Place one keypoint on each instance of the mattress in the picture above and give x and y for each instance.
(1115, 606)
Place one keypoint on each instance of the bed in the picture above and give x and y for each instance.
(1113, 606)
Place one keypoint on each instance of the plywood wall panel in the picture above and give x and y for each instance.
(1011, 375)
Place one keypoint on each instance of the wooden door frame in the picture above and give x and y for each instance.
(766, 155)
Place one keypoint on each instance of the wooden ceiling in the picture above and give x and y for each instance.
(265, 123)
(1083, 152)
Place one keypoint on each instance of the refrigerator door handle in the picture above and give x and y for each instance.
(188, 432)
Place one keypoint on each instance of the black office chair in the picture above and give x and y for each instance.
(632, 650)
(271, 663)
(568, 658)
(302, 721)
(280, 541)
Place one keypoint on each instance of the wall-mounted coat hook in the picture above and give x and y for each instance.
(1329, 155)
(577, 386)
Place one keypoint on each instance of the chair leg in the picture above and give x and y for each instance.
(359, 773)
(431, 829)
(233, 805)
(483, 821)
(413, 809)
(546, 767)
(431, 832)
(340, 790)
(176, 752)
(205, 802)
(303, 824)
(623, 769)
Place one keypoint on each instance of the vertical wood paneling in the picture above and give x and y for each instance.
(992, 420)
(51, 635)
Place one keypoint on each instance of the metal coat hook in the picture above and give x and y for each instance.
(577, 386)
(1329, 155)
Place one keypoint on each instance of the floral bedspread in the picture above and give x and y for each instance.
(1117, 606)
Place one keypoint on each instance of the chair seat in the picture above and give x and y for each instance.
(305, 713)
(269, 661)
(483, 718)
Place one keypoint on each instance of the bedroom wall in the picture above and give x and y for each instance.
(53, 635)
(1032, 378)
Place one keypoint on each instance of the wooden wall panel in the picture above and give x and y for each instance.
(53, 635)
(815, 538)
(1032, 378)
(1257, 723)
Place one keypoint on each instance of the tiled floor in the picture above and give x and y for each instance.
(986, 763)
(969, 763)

Short problem
Copy all of the material above word for word, leaving every line unchanged.

Completed task
Place one keypoint on each instance of the mattress in the picture above and give x and y for each instance.
(1115, 606)
Place one keypoint on each instance of the bed in the picture above and give x and y for each instance.
(1113, 606)
Place one keypoint on each instance of the plywood wall panel in the picture above and give x and y for each instance.
(1011, 375)
Place one keypoint on each instance of the wooden door frame in the picture above and give x and y for each instance.
(766, 155)
Place one keypoint on each instance of the wooden ceiling in the picture above and give x and y for each instance.
(265, 123)
(1083, 152)
Place one keypoint on each instance of the refrigerator door handle in the picture above and give x and y for each instance.
(188, 432)
Place one keypoint on each instance of the black office chair in the picture above and give x and y for each instance.
(632, 650)
(271, 663)
(568, 658)
(302, 721)
(280, 541)
Place one keypoint on each instance of the wall-mounted coat hook in the picture above and give x and y for each instance.
(1329, 155)
(577, 386)
Place one keypoint on each instance of the chair leg in the picture above and give x and y for each instance.
(359, 773)
(431, 829)
(233, 805)
(483, 821)
(413, 809)
(546, 767)
(431, 832)
(340, 790)
(176, 752)
(205, 802)
(303, 824)
(623, 769)
Place one keypoint on each instance of the vertical wood paneling in the picture above and give x and y for each instance.
(992, 420)
(51, 635)
Place one keypoint on each instance of the metal coat hook in the picture above and give x and y for each instance.
(577, 386)
(1329, 155)
Place one keypoint on each instance of the floral bedspread in the picture above and give x and y for each instance.
(1117, 606)
Place one keypoint on each instance of the chair seat in the picture above and give x and y for each instance.
(305, 713)
(269, 661)
(483, 718)
Place one keypoint on each instance of the bedroom wall in the picture above and give x and y for each instance.
(53, 635)
(1032, 378)
Place one keypoint on each instance of the wooden wall panel in the picture above and give x and y for each instance.
(53, 635)
(815, 538)
(1032, 378)
(1257, 723)
Place one keypoint on each instance of the tiled floor in the picture above and give x and y for each instance.
(986, 763)
(969, 763)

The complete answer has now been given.